— Begin Supplied records —
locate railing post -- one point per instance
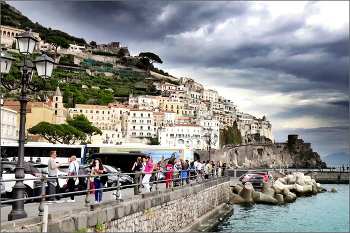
(43, 196)
(140, 188)
(180, 175)
(87, 200)
(118, 187)
(157, 176)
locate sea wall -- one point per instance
(163, 211)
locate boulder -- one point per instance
(289, 198)
(303, 190)
(279, 198)
(245, 195)
(260, 197)
(278, 187)
(266, 189)
(237, 189)
(282, 180)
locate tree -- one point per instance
(62, 133)
(83, 124)
(149, 58)
(57, 41)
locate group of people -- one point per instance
(147, 171)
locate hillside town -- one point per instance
(181, 114)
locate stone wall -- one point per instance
(162, 211)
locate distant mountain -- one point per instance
(337, 158)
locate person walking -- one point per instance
(137, 168)
(4, 158)
(97, 170)
(147, 171)
(169, 174)
(73, 170)
(53, 184)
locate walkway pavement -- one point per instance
(32, 208)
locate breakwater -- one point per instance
(184, 207)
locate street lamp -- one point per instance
(25, 43)
(210, 139)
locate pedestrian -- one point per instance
(169, 174)
(192, 171)
(184, 167)
(4, 158)
(54, 187)
(147, 171)
(73, 170)
(98, 169)
(223, 169)
(199, 168)
(137, 168)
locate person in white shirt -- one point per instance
(72, 171)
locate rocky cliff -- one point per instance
(292, 154)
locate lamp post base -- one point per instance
(16, 214)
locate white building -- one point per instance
(9, 127)
(182, 134)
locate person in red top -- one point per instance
(147, 171)
(169, 173)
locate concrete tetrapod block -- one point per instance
(237, 189)
(280, 199)
(260, 197)
(245, 195)
(303, 190)
(278, 187)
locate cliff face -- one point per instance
(252, 156)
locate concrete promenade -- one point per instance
(32, 208)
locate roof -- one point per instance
(187, 125)
(91, 106)
(120, 106)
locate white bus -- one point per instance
(42, 150)
(157, 152)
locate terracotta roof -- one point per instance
— End Supplied records —
Copy the records above line for line, leaving out the pictures.

locate railing post -- one point per instance
(43, 196)
(140, 188)
(180, 175)
(87, 200)
(118, 187)
(157, 176)
locate sea wall -- one point per instance
(163, 211)
locate boulder -- one point per instance
(289, 198)
(303, 190)
(279, 198)
(245, 195)
(260, 197)
(278, 187)
(266, 189)
(237, 189)
(282, 180)
locate tree -- one point per instance
(62, 133)
(83, 124)
(149, 58)
(57, 41)
locate group of people -- one point per instance
(147, 171)
locate hillside town -- one point per instance
(181, 114)
locate stone wall -- one point per instance
(162, 211)
locate distant mountain -- one point per instance
(337, 158)
locate person walking -- one point per instance
(137, 168)
(4, 158)
(97, 170)
(147, 171)
(169, 174)
(73, 170)
(53, 184)
locate walkway pavement -- one point per instance
(32, 208)
locate breakwater -- one point per instance
(184, 207)
locate street lamp -- one point per instance
(25, 43)
(210, 139)
locate pedestrian -- one point per instance
(169, 174)
(192, 171)
(184, 167)
(4, 158)
(54, 187)
(147, 171)
(73, 170)
(98, 169)
(223, 169)
(199, 168)
(137, 168)
locate person in white shirt -- one point per instance
(72, 171)
locate rocky cliff -- one point per instance
(292, 154)
locate lamp post base -- one point per instance
(16, 214)
locate white building -- one point per instance
(9, 127)
(182, 134)
locate person in red top -- one point per instance
(147, 171)
(169, 173)
locate concrete tetrapod block -- one point per instance
(237, 189)
(280, 199)
(260, 197)
(245, 195)
(303, 190)
(278, 187)
locate cliff face -- one point per instance
(252, 156)
locate concrete promenade -- one point per instance
(32, 208)
locate roof -- one point per instance
(187, 125)
(91, 106)
(120, 106)
locate white bus -- one point per instance
(42, 150)
(157, 152)
locate terracotta roof -- one point per instance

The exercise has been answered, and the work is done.